Habemus Papam

France, Italie (2011)

Genre : Comédie dramatique

Écriture cinématographique : Fiction

Prix Jean Renoir des lycéens 2011-2012

Synopsis

Après la mort du Pape, le Conclave se réunit afin d’élire son successeur. Plusieurs votes sont nécessaires avant que ne s’élève la fumée blanche. Enfin, un cardinal est élu !
Mais les fidèles massés sur la place Saint-Pierre attendent en vain l’apparition au balcon du nouveau souverain pontife. Ce dernier ne semble pas prêt à supporter le poids d’une telle responsabilité.
Angoisse ? Dépression ? Peur de ne pas se sentir à la hauteur ?
Le monde entier est bientôt en proie à l’inquiétude tandis qu’au Vatican, on cherche des solutions pour surmonter la crise…

Distribution

Michel Piccoli : Le Pape
Nanni Moretti : Le psychanalyste
Jerzy Stuhr : Le porte-parole
Renato Scarpa : Cardinal Gregori
Franco Graziosi : Cardinal Bollati
Margherita Buy : La psychanalyste
Dario Cantarelli : L’acteur fou

Générique

Durée 104 min
Langue : Italien

Réalisation : Nanni Moretti
Scénario : Nanni Moretti, Francesco Piccolo, Federica Pontremoli
Directeur de la photographie : Alessandro Pesci
Montage : Esmeralda Calabria
Costumes : Lina Nerli Taviani
Musique : Franco Piersanti

Autour du film

Critique de Télérama, par Jacques Morice

C’est un événement médiatique, une cérémonie suivie par le monde entier, mais qui dérape. Un cardinal vient d’être élu pape par le conclave du Vatican, il doit faire son apparition au balcon de la place Saint-Pierre, à Rome. Michel Piccoli l’interprète. Beau comme un pape doit l’être, il est assis dans l’ombre, derrière un rideau rouge. Il a rendez-vous avec l’Histoire. Il est appelé. Et… rien. Paniqué, il reste accroché à sa chaise. Avant de lâcher un terrible cri qui déchire le silence.

Cette séquence – inoubliable – est un formidable cataclysme. Une béance, un non-sens qui révèle cette alliance de farce grinçante et de confession touchante propre au cinéma de Nanni Moretti. Le cri irrépressible, apparu dès ses débuts en 1978 avec Je suis un autarcique, est sa griffe. Il exprime une colère (contre la télévision débilitante, le dogmatisme de gauche, Berlusconi…) mais aussi une angoisse, un besoin viscéral des autres en même temps qu’un rejet. La contradiction est donc reine chez lui et rime avec (auto)dérision. Avant cette élection manquée, il y a déjà de quoi rire. Au Vatican, c’est la pagaille : une panne de courant provoque la chute d’un cardinal et le conclave tient de la classe d’écoliers, avec le chouchou, le cancre qui copie sur son voisin, etc. Surtout, lors de l’élection à bulletin secret, chacun prie intérieurement pour ne pas aller au tableau, pardon, pour ne pas être élu pape ! Le pouvoir, en crise, est devenu un fardeau dont plus personne ne veut. Habemus papam est l’histoire de cette crise collective et intime. La religion n’est ici qu’un paravent. Moretti n’a aucunement l’intention de moquer l’Eglise : il aurait aussi bien pu choisir le monde politique ou financier. Mais le Vatican, c’est mieux, c’est la scène suprême du pouvoir, avec son oraison au balcon, ses rituels, son théâtre d’ombres. On cache donc ce qui vient de se passer, un plan com s’organise pour faire patienter les fidèles. Et en attendant, on fait venir en secret un psychanalyste fort réputé.

(MATÉRIEL):
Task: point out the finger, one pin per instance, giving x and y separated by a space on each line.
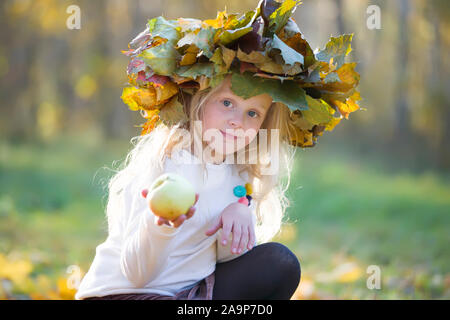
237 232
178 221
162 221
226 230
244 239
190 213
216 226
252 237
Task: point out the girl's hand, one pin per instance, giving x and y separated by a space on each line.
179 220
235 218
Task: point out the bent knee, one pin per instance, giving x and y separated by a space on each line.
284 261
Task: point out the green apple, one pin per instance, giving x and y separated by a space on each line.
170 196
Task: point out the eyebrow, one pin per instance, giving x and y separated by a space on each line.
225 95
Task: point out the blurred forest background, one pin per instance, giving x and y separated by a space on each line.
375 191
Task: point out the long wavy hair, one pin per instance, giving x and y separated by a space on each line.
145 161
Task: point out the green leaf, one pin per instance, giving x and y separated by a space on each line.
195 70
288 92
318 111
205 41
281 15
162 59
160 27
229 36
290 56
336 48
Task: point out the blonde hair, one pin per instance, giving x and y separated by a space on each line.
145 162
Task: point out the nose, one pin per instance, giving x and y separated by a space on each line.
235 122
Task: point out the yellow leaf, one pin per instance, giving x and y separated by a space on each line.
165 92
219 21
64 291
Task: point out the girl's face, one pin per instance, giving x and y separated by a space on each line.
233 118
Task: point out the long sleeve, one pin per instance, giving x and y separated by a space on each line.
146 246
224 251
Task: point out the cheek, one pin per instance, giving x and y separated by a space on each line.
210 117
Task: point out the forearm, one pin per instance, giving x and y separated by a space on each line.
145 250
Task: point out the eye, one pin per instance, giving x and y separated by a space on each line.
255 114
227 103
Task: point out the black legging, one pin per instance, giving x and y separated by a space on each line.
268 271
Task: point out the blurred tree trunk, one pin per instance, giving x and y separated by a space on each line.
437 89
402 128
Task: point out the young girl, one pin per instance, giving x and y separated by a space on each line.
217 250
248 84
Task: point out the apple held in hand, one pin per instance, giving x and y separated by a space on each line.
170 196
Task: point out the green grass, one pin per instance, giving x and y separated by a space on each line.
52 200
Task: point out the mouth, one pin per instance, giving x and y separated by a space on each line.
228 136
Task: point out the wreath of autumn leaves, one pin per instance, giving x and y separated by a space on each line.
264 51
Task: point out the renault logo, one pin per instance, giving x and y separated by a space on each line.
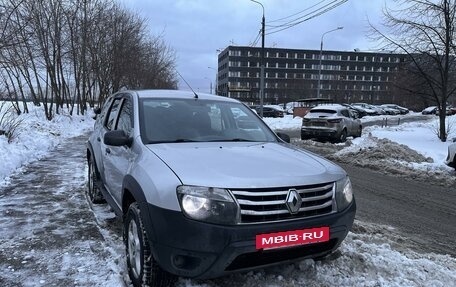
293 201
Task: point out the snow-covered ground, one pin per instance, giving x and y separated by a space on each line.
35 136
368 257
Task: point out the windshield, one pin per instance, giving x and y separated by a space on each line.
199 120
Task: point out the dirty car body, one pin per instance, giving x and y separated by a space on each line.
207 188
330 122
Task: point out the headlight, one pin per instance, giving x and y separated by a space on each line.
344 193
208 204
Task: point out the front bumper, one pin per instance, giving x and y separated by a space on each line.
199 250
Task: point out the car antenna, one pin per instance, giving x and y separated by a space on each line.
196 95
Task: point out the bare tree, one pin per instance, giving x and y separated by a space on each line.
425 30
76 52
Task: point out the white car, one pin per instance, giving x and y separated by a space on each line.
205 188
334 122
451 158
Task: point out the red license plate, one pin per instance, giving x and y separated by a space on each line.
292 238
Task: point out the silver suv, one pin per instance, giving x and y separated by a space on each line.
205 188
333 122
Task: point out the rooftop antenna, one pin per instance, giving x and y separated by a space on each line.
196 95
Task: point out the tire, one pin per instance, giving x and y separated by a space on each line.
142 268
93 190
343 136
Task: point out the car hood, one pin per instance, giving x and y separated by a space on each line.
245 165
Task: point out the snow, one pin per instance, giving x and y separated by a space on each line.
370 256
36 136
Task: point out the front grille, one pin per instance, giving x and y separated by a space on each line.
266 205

(ACTIVITÉ): Dans le passage cité sur le film Habemus Papam, quel film de 1978 marque, selon la critique, les débuts du cri chez Nanni Moretti ?

(RÉPONSE PROPOSÉE): Ce film est « Je suis un autarcique ».